══ Given records

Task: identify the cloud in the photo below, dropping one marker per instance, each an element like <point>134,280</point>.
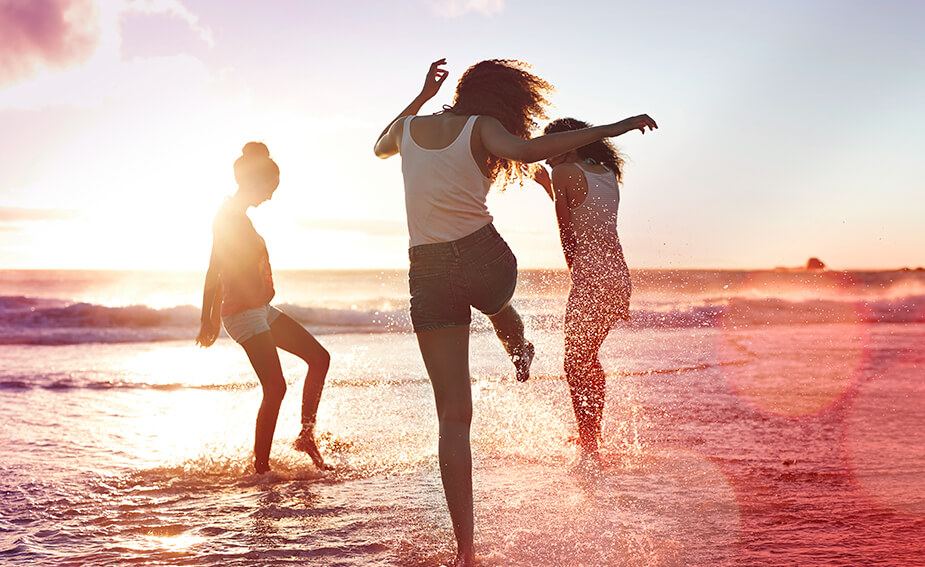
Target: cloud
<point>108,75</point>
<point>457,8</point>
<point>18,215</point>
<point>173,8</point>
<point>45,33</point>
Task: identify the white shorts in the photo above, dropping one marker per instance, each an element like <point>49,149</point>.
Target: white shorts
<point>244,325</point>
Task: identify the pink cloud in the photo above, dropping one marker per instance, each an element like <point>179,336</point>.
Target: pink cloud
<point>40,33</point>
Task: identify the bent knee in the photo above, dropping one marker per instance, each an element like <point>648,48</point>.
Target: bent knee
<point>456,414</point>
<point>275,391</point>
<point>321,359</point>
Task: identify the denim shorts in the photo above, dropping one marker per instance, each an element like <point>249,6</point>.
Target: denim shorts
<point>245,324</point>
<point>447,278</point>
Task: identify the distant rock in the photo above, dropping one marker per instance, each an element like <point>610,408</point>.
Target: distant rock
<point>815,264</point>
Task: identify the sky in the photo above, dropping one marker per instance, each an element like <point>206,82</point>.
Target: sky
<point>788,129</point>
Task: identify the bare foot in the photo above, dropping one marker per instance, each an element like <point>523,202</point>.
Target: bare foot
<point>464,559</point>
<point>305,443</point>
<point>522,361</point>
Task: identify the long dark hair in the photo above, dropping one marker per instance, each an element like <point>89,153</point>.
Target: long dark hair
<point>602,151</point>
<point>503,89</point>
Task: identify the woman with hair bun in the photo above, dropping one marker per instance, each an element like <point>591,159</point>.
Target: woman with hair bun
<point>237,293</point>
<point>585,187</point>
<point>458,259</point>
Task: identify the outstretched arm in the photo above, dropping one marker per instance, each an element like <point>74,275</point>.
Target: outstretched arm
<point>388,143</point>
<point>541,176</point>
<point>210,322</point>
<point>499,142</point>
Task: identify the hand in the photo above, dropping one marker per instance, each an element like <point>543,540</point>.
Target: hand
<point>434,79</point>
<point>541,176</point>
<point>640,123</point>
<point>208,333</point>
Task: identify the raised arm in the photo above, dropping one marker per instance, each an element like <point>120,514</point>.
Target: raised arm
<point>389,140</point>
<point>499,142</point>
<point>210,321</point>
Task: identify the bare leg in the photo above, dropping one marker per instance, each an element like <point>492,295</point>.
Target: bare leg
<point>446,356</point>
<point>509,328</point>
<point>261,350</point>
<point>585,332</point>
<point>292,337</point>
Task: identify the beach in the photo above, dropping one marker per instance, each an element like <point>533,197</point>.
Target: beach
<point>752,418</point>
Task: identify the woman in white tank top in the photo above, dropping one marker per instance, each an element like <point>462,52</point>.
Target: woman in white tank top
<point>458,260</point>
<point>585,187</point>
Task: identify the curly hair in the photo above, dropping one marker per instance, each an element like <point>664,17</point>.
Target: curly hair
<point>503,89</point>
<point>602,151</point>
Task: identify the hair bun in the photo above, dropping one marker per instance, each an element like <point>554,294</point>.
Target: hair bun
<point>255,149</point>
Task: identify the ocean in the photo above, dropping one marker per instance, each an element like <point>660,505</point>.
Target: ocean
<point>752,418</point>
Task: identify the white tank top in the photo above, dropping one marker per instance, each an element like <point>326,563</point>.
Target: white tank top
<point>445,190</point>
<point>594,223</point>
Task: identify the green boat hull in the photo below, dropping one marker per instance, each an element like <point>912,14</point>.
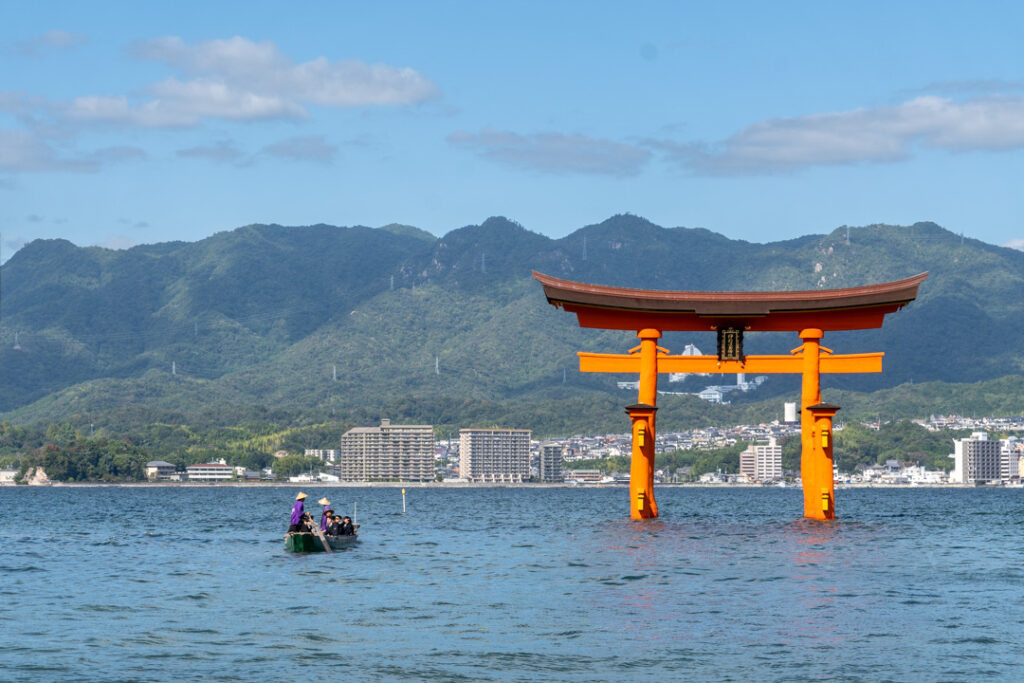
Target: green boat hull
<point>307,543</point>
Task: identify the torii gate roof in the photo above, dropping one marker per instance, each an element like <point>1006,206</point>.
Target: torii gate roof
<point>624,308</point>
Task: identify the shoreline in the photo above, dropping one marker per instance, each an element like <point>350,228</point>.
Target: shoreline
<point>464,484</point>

════
══ Given records

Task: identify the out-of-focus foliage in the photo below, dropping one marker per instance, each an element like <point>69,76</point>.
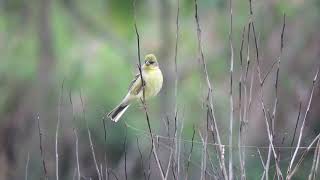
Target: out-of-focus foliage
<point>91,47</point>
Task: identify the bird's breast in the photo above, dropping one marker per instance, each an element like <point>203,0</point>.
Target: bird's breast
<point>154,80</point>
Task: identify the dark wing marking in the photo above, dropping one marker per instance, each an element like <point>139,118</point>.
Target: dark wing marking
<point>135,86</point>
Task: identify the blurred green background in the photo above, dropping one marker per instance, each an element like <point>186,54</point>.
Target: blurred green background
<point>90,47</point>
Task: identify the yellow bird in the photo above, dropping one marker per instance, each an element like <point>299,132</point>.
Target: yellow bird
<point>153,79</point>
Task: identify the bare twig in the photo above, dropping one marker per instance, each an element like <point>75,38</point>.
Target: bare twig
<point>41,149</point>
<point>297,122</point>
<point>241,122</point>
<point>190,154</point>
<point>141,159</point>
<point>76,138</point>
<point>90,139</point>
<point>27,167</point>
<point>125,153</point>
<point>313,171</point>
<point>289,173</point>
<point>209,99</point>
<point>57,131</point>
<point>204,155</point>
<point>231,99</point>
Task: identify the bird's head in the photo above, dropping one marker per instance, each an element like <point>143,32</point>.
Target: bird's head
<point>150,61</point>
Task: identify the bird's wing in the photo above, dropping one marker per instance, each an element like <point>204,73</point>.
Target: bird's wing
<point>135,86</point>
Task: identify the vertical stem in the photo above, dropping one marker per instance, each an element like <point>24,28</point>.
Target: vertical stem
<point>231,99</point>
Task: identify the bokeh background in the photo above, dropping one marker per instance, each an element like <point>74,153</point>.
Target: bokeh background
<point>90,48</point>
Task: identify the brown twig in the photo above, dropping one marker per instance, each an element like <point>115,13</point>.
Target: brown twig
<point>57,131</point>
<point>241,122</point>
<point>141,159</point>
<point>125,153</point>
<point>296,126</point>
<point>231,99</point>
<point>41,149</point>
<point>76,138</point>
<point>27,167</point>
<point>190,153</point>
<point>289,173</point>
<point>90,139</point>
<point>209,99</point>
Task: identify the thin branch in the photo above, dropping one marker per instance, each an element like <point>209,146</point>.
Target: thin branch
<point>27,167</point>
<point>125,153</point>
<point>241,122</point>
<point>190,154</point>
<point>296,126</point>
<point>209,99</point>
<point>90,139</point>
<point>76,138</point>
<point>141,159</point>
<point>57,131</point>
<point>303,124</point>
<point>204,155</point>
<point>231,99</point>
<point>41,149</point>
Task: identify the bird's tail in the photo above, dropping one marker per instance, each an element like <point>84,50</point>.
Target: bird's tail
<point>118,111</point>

════

■ **Task**
Update the data from the line containing "Task: identify the cloud" through the line containing "<point>45,33</point>" by swapping "dropping" for "placing", and write out those lines with everything else the same. Leave the pictures out of the answer.

■ **Correct output**
Task: identify the cloud in the photo below, placing one marker per instance, each an element like <point>134,280</point>.
Target: cloud
<point>108,75</point>
<point>457,8</point>
<point>18,215</point>
<point>173,8</point>
<point>45,33</point>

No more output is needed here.